DATA SECTION:
########

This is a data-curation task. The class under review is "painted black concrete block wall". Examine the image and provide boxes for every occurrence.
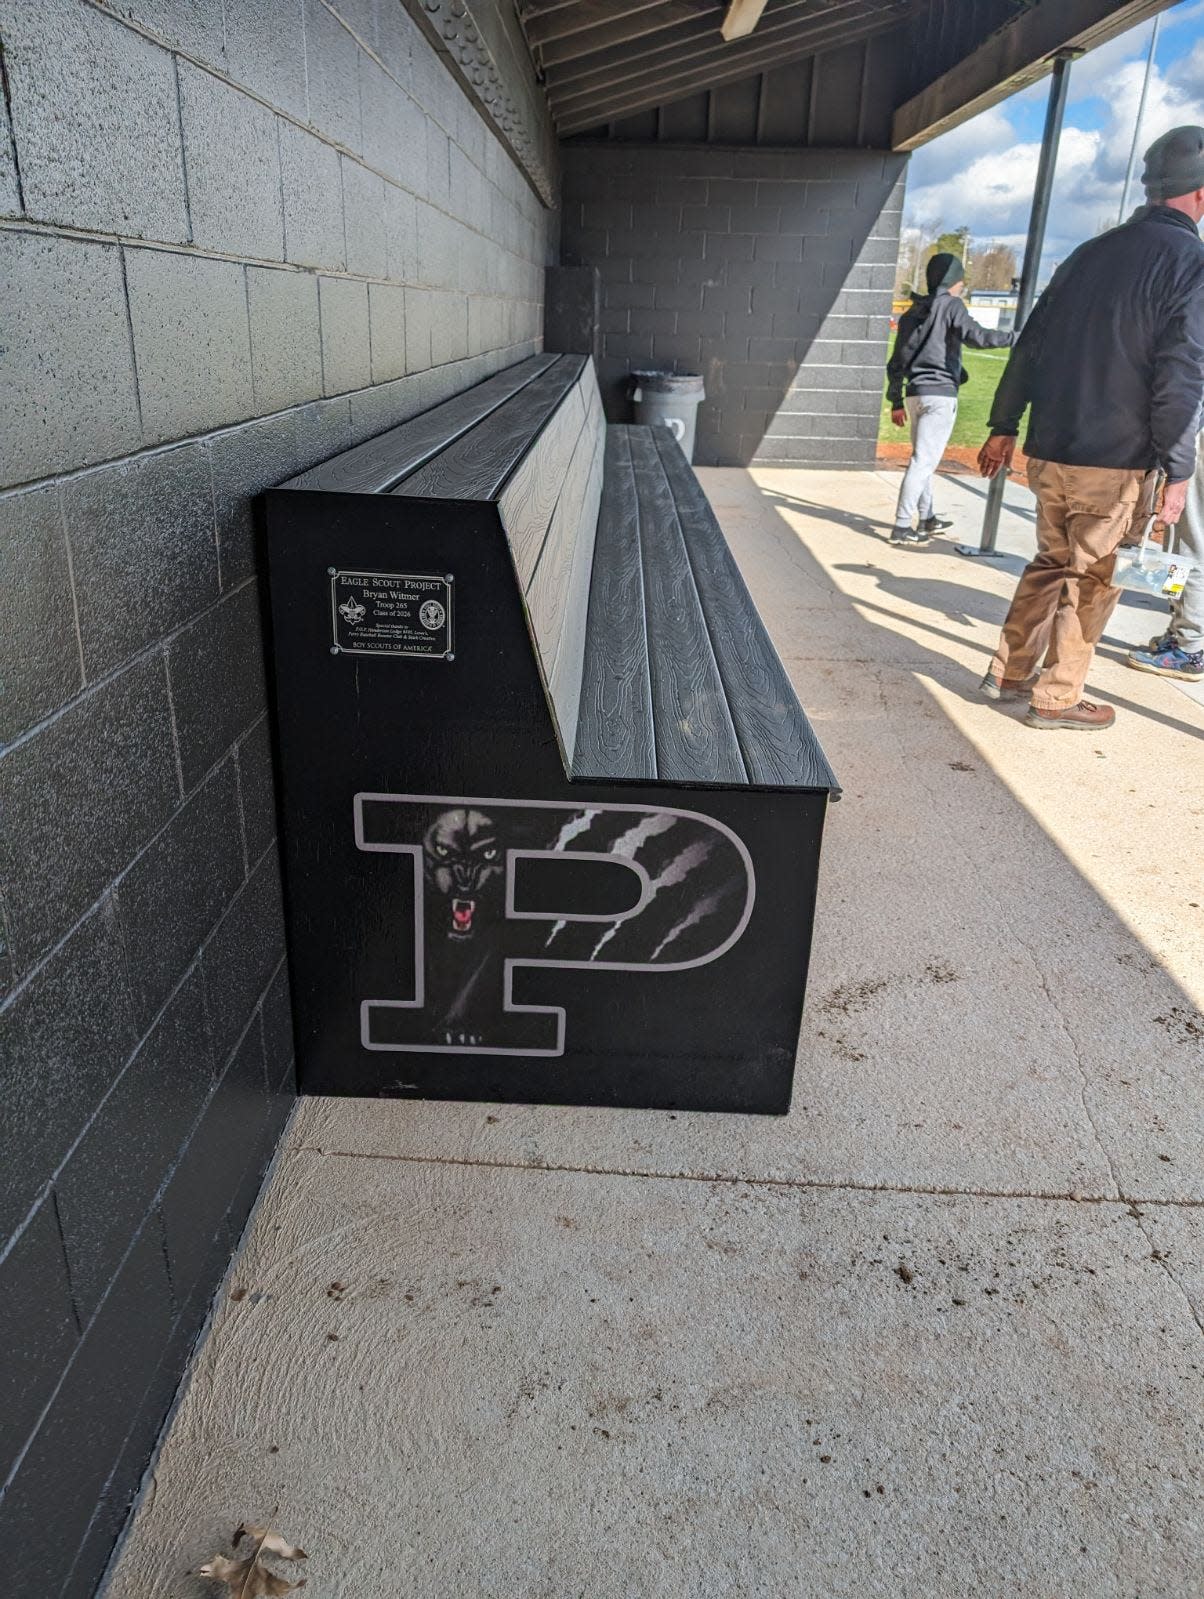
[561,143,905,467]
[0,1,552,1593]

########

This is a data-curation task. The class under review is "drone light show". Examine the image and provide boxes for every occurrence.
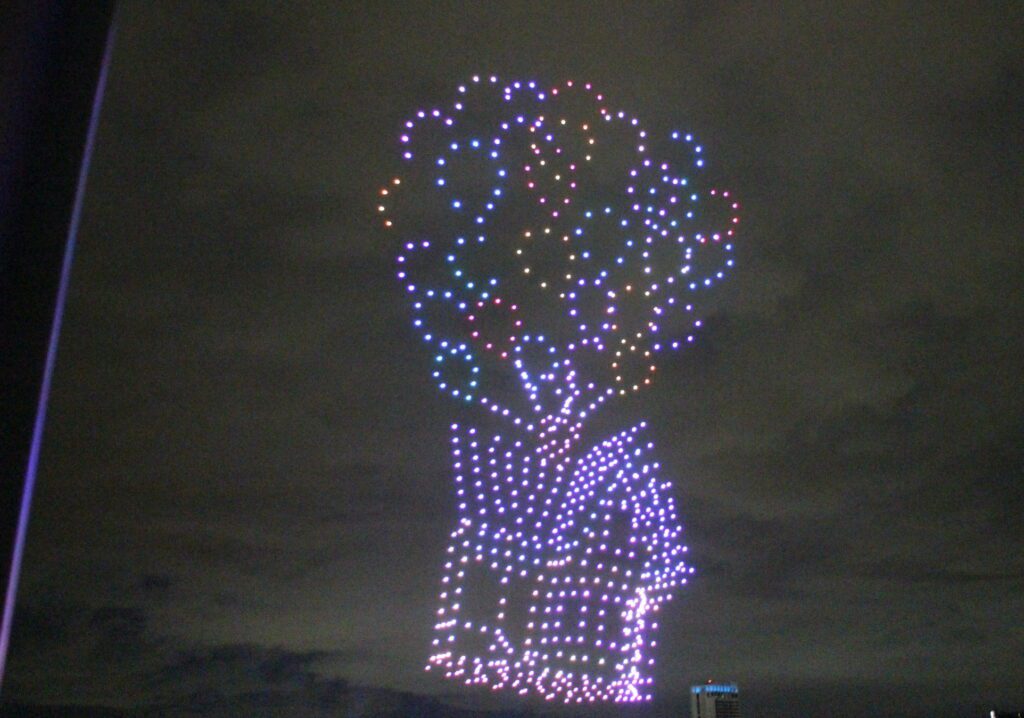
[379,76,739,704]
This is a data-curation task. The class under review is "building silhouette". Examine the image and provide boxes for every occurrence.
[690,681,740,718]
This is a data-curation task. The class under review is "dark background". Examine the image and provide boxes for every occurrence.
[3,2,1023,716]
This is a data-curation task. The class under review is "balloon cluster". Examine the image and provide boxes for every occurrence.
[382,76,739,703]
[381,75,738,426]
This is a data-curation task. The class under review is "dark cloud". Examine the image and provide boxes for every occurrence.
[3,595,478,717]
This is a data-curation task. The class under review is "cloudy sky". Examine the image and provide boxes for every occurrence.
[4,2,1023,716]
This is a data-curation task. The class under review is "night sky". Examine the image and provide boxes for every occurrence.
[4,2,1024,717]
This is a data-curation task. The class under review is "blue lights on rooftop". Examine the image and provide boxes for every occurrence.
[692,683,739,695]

########

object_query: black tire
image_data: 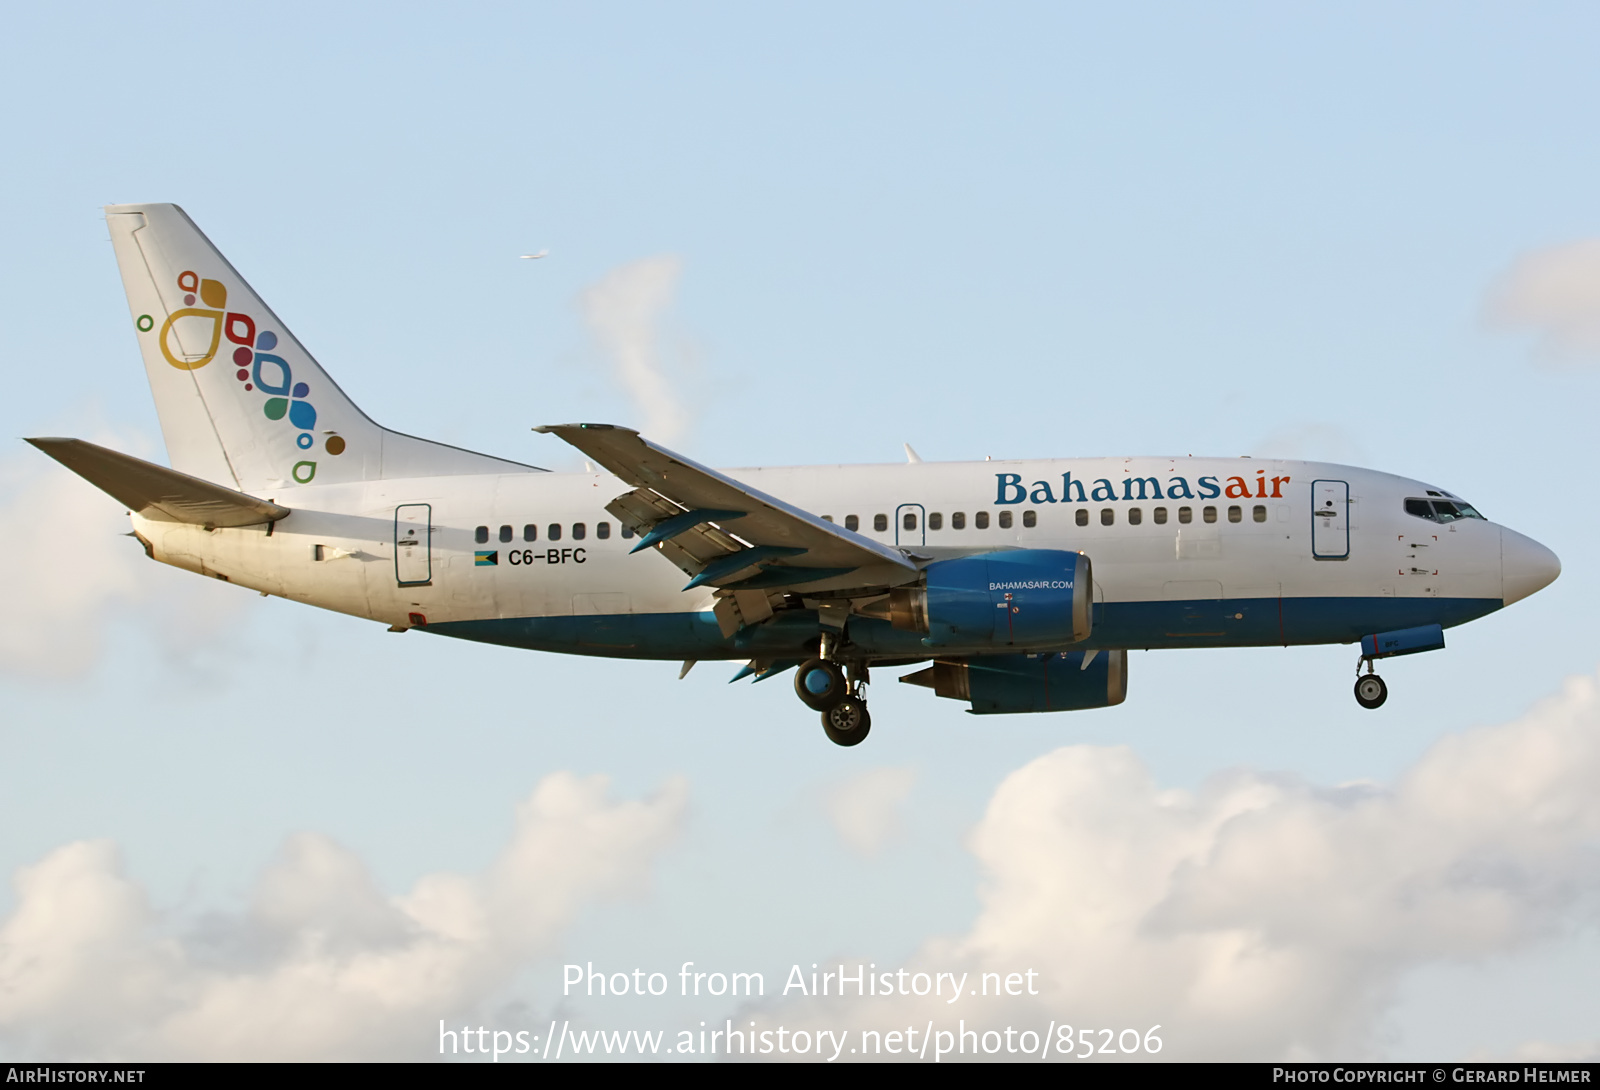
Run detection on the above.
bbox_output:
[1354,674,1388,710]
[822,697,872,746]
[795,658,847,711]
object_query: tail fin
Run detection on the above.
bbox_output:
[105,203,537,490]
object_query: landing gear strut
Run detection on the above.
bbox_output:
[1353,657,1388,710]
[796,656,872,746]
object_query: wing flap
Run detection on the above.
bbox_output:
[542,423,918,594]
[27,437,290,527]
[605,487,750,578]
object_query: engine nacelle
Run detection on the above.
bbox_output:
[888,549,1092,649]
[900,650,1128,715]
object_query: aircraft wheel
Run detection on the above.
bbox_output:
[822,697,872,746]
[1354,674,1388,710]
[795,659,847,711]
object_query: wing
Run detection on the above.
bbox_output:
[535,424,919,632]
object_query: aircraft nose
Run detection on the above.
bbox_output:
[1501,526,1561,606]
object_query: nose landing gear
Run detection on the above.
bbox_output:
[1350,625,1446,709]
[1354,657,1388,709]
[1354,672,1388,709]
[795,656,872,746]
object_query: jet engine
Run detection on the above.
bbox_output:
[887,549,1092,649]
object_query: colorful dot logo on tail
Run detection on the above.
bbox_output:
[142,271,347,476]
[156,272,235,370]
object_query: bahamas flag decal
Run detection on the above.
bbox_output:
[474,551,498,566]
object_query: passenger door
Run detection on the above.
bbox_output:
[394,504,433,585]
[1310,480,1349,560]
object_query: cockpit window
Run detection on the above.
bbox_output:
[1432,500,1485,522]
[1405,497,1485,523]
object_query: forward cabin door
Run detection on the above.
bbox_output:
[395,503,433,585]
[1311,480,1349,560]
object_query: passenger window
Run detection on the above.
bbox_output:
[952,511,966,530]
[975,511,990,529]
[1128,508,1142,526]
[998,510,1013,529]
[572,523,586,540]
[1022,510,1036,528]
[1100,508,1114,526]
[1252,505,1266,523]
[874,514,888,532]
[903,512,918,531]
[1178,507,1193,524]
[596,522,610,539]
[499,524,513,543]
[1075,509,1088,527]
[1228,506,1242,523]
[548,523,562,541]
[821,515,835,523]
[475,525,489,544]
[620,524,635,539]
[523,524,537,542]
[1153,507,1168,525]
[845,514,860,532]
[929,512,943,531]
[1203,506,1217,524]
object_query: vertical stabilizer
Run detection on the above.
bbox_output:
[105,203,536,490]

########

REQUIRED WORK: Give back exactly the lines above starting at the line where "object_query: bahamas flag decal" appears and ending at the line where "object_query: forward cabin door" appears, both included, with no other lines.

TASK OUTPUT:
object_query: bahamas flag decal
Run detection on the above.
bbox_output:
[474,551,498,566]
object_query: passenger door
Run detection on the above.
bbox_output:
[394,504,433,585]
[1310,480,1349,560]
object_query: cockpit window
Run detection on the above.
bbox_output:
[1432,500,1485,522]
[1405,497,1485,523]
object_query: forward cabin door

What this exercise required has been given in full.